(Referring expression data)
= Beginning of Section =

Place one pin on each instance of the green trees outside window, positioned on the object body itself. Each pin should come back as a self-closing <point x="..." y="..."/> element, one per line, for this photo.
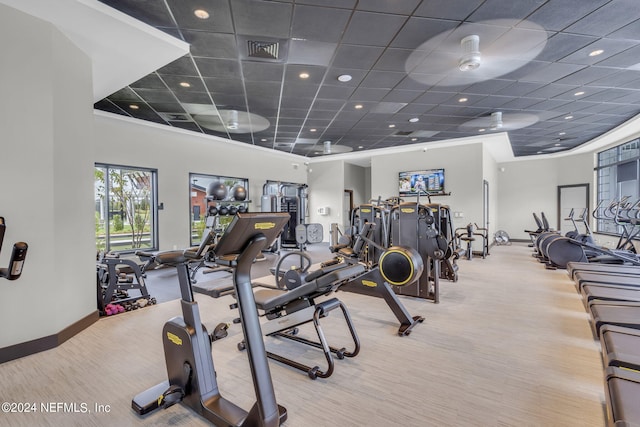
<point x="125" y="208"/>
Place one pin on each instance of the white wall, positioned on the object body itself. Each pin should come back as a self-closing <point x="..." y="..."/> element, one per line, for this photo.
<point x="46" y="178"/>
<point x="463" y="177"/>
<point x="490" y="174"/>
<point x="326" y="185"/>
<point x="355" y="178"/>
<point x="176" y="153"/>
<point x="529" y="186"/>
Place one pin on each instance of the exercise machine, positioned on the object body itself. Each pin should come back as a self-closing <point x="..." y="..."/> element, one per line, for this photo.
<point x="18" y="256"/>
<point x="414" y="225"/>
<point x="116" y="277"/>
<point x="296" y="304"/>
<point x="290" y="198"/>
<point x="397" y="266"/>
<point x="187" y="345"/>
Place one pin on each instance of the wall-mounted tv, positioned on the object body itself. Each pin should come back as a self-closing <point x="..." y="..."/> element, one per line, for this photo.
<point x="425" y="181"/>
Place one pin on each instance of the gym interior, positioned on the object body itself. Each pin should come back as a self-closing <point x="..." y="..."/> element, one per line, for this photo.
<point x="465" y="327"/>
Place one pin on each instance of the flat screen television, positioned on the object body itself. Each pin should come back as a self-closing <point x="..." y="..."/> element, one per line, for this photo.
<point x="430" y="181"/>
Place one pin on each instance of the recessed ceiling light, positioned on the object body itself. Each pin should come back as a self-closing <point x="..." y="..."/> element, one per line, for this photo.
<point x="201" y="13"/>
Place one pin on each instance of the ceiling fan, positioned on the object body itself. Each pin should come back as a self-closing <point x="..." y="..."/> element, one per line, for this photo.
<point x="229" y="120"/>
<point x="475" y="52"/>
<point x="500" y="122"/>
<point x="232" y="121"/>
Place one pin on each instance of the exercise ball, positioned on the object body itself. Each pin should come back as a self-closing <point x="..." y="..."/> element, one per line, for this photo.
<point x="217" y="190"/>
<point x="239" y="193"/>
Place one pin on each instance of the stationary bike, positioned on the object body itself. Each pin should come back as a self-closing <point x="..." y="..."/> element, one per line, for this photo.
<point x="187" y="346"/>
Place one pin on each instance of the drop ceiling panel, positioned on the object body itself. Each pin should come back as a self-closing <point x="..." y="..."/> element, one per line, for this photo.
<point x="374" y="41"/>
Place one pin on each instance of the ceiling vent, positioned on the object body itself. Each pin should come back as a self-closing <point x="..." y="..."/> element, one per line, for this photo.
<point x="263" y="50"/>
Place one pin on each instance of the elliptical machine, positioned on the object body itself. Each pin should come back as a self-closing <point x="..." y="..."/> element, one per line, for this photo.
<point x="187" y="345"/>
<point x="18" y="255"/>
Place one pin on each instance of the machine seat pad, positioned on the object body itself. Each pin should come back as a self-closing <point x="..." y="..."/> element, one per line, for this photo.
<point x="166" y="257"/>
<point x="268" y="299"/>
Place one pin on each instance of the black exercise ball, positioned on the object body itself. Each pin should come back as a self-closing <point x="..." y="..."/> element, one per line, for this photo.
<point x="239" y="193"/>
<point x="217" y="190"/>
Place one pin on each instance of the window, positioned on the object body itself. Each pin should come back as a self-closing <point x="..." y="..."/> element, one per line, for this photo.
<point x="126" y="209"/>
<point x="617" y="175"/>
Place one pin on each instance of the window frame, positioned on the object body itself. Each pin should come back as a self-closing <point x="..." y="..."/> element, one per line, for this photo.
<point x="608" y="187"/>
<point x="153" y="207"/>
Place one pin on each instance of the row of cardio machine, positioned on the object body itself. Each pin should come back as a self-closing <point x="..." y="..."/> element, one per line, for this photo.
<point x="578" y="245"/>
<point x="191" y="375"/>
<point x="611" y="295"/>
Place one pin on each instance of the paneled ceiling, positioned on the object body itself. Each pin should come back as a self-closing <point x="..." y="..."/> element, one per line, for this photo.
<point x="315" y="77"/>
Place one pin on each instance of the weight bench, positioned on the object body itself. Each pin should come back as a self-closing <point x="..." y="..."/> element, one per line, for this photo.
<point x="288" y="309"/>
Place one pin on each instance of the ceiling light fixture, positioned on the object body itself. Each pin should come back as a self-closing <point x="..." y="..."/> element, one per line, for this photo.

= End of Section =

**What is expected:**
Beginning with the line that has "Place one pin on each instance of the weight", set down every line of the entries above through the final one, unchanged.

**Expected answer:**
Place one pin on each instance of the weight bench, positioned on the object body itself. Each pin should come back as a self-closing <point x="..." y="..."/> element, one per line, for this photo.
<point x="288" y="309"/>
Place one pin on each instance of the ceiling light fixture, positioned on the object body itself. Each pin should come back as a self-closing <point x="..." y="..."/> element, one per line, for this photo.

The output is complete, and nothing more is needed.